— TASK DIRECTIONS —
Return every record verbatim.

(Stored dataset items)
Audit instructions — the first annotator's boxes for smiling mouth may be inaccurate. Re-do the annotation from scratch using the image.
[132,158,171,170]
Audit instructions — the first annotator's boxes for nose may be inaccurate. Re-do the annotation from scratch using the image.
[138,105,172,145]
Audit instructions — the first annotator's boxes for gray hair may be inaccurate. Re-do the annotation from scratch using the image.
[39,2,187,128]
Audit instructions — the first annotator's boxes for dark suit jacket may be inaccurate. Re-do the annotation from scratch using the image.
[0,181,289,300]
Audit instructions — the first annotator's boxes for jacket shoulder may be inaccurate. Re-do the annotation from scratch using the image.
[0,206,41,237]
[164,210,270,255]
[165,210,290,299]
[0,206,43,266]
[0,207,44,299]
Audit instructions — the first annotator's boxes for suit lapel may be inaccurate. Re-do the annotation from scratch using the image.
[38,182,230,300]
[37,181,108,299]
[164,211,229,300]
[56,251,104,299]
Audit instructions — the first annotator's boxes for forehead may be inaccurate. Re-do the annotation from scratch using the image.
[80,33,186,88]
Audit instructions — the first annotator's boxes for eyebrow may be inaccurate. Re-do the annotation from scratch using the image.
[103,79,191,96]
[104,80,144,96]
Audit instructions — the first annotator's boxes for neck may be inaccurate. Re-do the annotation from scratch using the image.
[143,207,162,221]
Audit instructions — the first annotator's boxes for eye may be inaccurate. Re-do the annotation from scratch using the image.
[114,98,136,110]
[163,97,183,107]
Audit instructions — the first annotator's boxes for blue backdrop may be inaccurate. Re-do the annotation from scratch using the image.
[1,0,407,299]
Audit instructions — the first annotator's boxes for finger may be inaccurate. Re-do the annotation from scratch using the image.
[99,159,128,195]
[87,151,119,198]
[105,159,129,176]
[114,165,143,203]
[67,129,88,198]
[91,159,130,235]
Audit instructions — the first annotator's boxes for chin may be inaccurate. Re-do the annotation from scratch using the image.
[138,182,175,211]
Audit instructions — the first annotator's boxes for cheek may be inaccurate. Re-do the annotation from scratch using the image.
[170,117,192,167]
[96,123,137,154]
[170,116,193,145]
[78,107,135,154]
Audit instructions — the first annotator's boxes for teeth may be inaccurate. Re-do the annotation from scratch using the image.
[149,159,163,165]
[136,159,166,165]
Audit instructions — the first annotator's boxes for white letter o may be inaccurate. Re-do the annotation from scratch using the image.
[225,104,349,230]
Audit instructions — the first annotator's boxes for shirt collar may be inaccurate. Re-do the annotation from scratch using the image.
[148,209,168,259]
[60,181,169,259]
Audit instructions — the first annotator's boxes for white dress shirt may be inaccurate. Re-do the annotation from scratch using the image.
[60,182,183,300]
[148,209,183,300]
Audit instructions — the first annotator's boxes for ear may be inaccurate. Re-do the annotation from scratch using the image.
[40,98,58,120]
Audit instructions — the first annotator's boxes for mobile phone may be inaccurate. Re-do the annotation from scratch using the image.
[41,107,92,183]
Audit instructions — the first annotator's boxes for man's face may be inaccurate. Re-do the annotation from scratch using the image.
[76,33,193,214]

— TASK OUTPUT —
Audit instructions — the first annotator's boxes for smiling mouth may be inaccurate. Re-do the annotation from scratch using the image.
[132,158,171,170]
Audit instructions — the first annotator's boxes for nose may be inaccurate. Re-do the annotation from scratch using the image.
[138,105,172,145]
Audit instructions — the first annotator's boxes for gray hair may be inaccurate. Re-do the annotation from scratch using the image.
[39,2,187,128]
Audit instructions — the first annotator's boxes for dark suit jacket may be inaccurate. Re-do the annotation from scratch using the image.
[0,181,289,300]
Audit instructions — the first annotator's boxes for jacket shoulder may be inaccurate. Re-do the annotation from scratch using the image.
[0,206,41,237]
[164,210,270,255]
[165,210,290,299]
[0,206,43,266]
[0,207,44,299]
Audit instructions — the first annotator's boxes for suit lapel may be inaccurate. Re-do the annotation from scratch using the image.
[38,182,230,300]
[37,181,108,299]
[164,211,229,300]
[56,251,104,299]
Audit instructions — the first annotator's boxes for forehead may be inaccurate. Re-do the annotation from scratch using the image.
[80,33,186,88]
Audit instructions — the first annotator's boxes for eyebrow may be inaccurate. Re-do the annotation from scratch using the image.
[103,79,191,96]
[104,80,144,96]
Audit instructions — the first annotator's boxes for neck may be inaccurate. Re-do the annotation from scratch using the image.
[143,207,162,221]
Audit instructions — the first annotator's boxes for eye may be inaccurate. Re-do the annotation from scratch using the image.
[114,98,136,110]
[163,97,183,107]
Audit instructions — the first annotator's boxes for blue backdrop may be inaccurate. Re-do the annotation from scratch using the image.
[1,0,407,299]
Audit instructions — the first annotator's boxes for finger may be inaccurate. Re-do the annotation from scratch using the image.
[99,159,128,195]
[87,151,119,198]
[105,159,129,176]
[114,165,143,203]
[67,129,88,198]
[91,159,130,235]
Audit instructions — the first annotator's boxes for chin may be inaccurate. Re-do the annotation from scratch using the image.
[138,182,175,211]
Audit instructions — the first annotator's boxes for cheek may be inaccurate. Re-do the annotation from scratch using the image.
[170,117,192,167]
[96,123,137,154]
[170,116,193,145]
[78,107,135,154]
Audit instructions — the first annotator's boxes for teeth may be inaccurate. Re-do the annotation from scratch using the image.
[149,159,163,165]
[136,159,166,165]
Audit instructions — the first annotator's boxes for white letter o may be inaccurate. Re-do the annotation from scratch using the image.
[225,104,349,230]
Audit instructions — the first annotator's boxes for shirt collar may be inaccurate. Re-do the annotation from scratch using the image.
[148,209,168,259]
[60,181,169,259]
Audit instructions — the first annotator's boxes for white dress shirt may be inaccurate. Re-do the annotation from scratch using the image.
[60,182,183,300]
[148,209,183,300]
Audit instructions — the first annotator's boxes for ear may be inaccurate. Re-do the annotation from scratch using the image.
[40,98,58,120]
Audit instructions — the first annotator's boxes for mobile phone may be inaccurate. Re-do the annotation from scratch using the image.
[41,107,92,183]
Audit instructions — the first annotator's boxes for man's face may be inaccurate. Re-do the annotation from scratch using the image.
[76,33,193,214]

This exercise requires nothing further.